• _WHAT TO PRODUCE_
Continue the passage about BIGSI, the search index for bacterial and viral genomes, from the point where it stops.

Why did this process take so long? The computers at Public Health England had to open up and search the sequencing files of 24,000 genomes one by one. If Google had to search every page on the internet for the word “pie” everytime you search for “pie,” that search would also take forever. Instead, Google is constantly indexing pages. If a blog post is written about “pie,” Google files that post under the “pie” entry in its index. So when someone comes along looking for pie recipes, it just has to serve up the pages under the “pie” entry. That’s part of the reason why a Google search takes less than a second.

So Iqbal decided to build a Google of sorts for bacteria and viral genomes. He and his colleagues downloaded all available genomes—nearly 500,000 at the time—from a public database called the European Nucleotide Archive. The 170,000 gigabyte dataset took six whole weeks to download. Then, the team indexed the data. The resulting tool is called BIGSI, for BItsliced Genomic Signature Index.

Searching for colistin resistance through nearly 500,000 sequences now takes just a few seconds.

[Stored data]
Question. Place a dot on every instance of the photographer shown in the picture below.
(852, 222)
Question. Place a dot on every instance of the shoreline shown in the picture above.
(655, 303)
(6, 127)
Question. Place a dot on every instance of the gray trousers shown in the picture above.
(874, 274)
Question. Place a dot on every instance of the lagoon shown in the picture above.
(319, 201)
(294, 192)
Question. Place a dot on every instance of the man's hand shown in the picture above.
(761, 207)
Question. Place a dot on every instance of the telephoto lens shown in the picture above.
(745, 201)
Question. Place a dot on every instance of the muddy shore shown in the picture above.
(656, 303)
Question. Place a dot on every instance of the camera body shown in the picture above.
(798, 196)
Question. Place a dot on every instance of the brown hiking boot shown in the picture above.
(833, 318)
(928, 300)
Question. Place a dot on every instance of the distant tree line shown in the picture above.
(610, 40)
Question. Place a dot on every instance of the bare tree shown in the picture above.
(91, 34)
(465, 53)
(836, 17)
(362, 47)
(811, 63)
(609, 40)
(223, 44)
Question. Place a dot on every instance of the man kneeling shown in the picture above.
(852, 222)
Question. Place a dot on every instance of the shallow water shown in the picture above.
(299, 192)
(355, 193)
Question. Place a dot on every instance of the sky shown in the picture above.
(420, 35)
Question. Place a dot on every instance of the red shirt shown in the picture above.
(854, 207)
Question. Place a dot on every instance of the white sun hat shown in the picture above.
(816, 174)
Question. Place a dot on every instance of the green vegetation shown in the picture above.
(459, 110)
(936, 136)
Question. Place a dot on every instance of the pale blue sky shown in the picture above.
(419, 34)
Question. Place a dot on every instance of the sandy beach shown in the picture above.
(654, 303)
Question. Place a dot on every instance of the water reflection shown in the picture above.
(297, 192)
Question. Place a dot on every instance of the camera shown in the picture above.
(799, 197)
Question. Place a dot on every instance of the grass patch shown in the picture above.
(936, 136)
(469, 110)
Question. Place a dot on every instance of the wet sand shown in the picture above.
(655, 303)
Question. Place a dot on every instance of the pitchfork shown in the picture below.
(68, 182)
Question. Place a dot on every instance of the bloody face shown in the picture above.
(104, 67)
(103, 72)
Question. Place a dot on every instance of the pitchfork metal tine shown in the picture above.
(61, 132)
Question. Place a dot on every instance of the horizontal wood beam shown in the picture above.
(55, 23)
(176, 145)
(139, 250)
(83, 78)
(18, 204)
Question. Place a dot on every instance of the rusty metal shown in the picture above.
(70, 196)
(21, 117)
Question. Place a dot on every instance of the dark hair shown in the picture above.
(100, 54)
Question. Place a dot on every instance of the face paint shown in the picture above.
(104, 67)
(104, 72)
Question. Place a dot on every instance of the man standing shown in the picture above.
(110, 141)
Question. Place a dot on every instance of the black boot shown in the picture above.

• _REPLY TO THE TASK_
Suppose a patient has an unusual brain infection, says Jennifer Gardy, a genomic epidemiologist who until recently was at the University of British Columbia and who was not involved with the project. Suppose it’s a pathogen the doctor doesn’t recognize. Before, the pathogen’s particular sequence might have been hiding in one of those 500,000 genomes. But a mountain of data is only as good as your ability to search it. “We can now go back and look through all of the DNA, through all of the other experiments that had done sequencing. Loads and loads of DNA,” Gardy says. For the first time, it’s possible to easily answer a question as simple as: “Have we seen this thing before?”

Since Iqbal and his co-authors started sharing their project—making a demo version of BIGSI available online, posting a non-peer-reviewed paper on the website bioRxiv, giving talks—they’ve been hearing from researchers who’ve started to use it. After Andrew Page, a bioinformatics researcher now at the Quadram Institute, learned about the tool, he walked back to his office and fired it up. Page was interested in a particular plasmid, a round loop of DNA, that helps make typhoid fever bacteria drug resistant. This plasmid seemed to have popped up out of the blue in Pakistan.

“Within in two seconds I got a list of twenty other samples where they were seen,” says Page. The plasmid wasn’t just in other typhoid bacteria. It was in soil bacteria, animal bacteria, E. coli—painting a much more complex picture of how resistance plasmids emerge and get swapped between different bacterial species.